**ACTIVITY**
Please print the data again exactly as given.

**THE INPUT**
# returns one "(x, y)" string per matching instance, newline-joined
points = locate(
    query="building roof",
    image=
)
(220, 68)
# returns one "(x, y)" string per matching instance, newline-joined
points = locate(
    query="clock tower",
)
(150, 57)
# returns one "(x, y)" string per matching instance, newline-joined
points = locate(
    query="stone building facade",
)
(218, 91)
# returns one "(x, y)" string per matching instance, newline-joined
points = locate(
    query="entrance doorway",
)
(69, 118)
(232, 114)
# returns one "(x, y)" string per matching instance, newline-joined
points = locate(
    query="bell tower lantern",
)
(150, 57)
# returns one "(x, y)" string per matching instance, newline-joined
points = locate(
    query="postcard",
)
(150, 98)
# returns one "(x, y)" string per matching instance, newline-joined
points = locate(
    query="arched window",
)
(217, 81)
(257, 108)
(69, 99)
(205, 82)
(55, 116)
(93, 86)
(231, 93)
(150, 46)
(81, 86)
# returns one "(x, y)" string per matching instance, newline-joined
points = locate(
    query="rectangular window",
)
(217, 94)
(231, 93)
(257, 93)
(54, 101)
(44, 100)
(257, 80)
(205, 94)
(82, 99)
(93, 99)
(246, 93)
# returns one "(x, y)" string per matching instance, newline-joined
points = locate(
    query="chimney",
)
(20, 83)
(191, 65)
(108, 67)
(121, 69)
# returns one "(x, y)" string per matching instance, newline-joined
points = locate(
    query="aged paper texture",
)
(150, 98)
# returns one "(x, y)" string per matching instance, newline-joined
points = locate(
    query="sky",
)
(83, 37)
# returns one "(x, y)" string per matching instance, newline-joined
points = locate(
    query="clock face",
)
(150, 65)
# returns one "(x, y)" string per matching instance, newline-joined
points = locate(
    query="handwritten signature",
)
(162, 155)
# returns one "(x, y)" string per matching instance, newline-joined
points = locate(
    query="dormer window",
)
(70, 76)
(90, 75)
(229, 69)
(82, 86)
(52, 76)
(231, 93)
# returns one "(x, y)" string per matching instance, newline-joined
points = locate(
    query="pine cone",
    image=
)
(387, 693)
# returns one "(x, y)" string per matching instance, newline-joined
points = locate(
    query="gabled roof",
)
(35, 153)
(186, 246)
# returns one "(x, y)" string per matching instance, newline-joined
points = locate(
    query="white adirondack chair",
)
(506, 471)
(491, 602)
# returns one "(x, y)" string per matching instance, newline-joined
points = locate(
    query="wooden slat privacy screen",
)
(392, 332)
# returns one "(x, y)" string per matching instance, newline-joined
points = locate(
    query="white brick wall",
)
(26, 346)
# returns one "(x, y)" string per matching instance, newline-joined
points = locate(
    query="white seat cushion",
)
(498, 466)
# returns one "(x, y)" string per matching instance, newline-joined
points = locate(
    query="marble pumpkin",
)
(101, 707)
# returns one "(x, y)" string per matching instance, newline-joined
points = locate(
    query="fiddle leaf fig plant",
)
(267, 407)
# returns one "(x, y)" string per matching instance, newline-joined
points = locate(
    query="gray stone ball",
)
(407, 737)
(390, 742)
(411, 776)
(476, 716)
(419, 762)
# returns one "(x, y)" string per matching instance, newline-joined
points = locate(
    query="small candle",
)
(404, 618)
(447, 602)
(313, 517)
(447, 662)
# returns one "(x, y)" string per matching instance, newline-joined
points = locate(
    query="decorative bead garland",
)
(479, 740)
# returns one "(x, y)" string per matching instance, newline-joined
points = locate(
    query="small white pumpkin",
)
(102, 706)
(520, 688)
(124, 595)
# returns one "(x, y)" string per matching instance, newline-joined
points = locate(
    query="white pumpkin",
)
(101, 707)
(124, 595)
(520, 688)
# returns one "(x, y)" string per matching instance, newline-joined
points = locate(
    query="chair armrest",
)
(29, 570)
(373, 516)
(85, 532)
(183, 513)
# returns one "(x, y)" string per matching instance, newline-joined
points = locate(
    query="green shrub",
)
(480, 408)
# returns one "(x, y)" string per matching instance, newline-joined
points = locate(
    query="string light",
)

**WRITTEN REPLY**
# returns one "(x, y)" string per matching instance, newline-joined
points = locate(
    query="building roof",
    image=
)
(220, 68)
# returns one "(x, y)" string per matching instance, newline-joined
points = locate(
    query="clock tower",
)
(150, 57)
# returns one "(x, y)" string per matching instance, newline-joined
points = locate(
    query="stone building facade",
)
(218, 91)
# returns one "(x, y)" string per matching instance, newline-joined
points = locate(
    query="entrance doorway",
)
(69, 118)
(232, 114)
# returns one "(x, y)" string per matching instance, newline-joined
points = locate(
    query="bell tower lantern",
)
(150, 57)
# returns one "(x, y)" string per matching instance, newline-joined
points = locate(
    query="postcard",
)
(150, 98)
# returns one "(x, y)" string per matching instance, newline-joined
points = locate(
    query="arched window",
)
(217, 81)
(257, 108)
(69, 99)
(205, 82)
(55, 116)
(93, 86)
(231, 93)
(150, 46)
(81, 86)
# returns one "(x, y)" string per matching instance, newline-joined
points = locate(
    query="rectangular window",
)
(217, 94)
(231, 93)
(257, 93)
(54, 101)
(44, 100)
(257, 80)
(205, 94)
(82, 99)
(93, 99)
(246, 93)
# returns one "(x, y)" string per matching instance, newline-joined
points = locate(
    query="chimney",
)
(20, 83)
(191, 65)
(108, 67)
(121, 69)
# returns one "(x, y)" string per matching instance, newline-joined
points = locate(
    query="aged paper texture",
)
(150, 98)
# returns one "(x, y)" string per matching instance, newline-joined
points = locate(
    query="sky",
)
(83, 37)
# returns one "(x, y)" string per matching instance, newline-joined
points = locate(
    query="clock face",
)
(150, 65)
# returns one "(x, y)" string per matching instance, newline-joined
points = locate(
    query="handwritten signature",
)
(162, 155)
# returns one "(x, y)" string per matching instance, newline-joined
points = locate(
    query="dormer window",
)
(70, 76)
(90, 75)
(229, 69)
(82, 86)
(52, 76)
(231, 93)
# returns one "(x, y)" string per matching instance, newline-joined
points = locate(
    query="pine cone",
    image=
)
(387, 693)
# returns one "(x, y)" string per matching instance, newline-joined
points = locate(
    query="gabled roof",
)
(35, 153)
(186, 246)
# returns one "(x, y)" string per matching instance, newline-joined
points = locate(
    query="white adirondack chair",
)
(506, 471)
(491, 602)
# returns one "(x, y)" string per matching instance, newline-joined
points = locate(
    query="wooden slat privacy screen",
)
(392, 332)
# returns one "(x, y)" string per matching instance, newline-joined
points = locate(
    query="white brick wall",
)
(26, 346)
# returns one "(x, y)" string per matching instance, newline-joined
points = locate(
    query="white seat cushion",
)
(498, 466)
# returns one "(x, y)" string per matching instance, newline-joined
points = locate(
    query="marble pumpkin",
)
(101, 707)
# returns one "(x, y)" string per matching instance, newline-joined
points = locate(
    query="fiddle leaf fig plant",
)
(267, 407)
# returns one "(x, y)" string per matching instance, newline-joined
points = locate(
    query="gray stone ball",
)
(407, 737)
(390, 742)
(411, 776)
(476, 716)
(419, 762)
# returns one "(x, y)" string per matching instance, newline-joined
points = locate(
    query="small candle",
)
(404, 618)
(447, 602)
(313, 517)
(447, 662)
# returns one "(x, y)" string per matching instance, newline-joined
points = locate(
    query="decorative bead garland",
)
(479, 740)
# returns one "(x, y)" string per matching instance, newline-joined
points = locate(
    query="small white pumpkin",
)
(102, 706)
(520, 688)
(124, 595)
# returns one "(x, y)" string per matching instance, newline-joined
points = locate(
    query="white pumpkin",
)
(101, 707)
(124, 595)
(520, 688)
# returns one "(x, y)" string per matching instance, newline-joined
points = locate(
    query="chair armrest",
)
(29, 570)
(373, 516)
(85, 532)
(183, 513)
# returns one "(x, y)" string per matching instance, newline-joined
points = locate(
    query="green shrub",
)
(480, 408)
# returns one "(x, y)" string per matching instance, newline-joined
points = locate(
    query="string light",
)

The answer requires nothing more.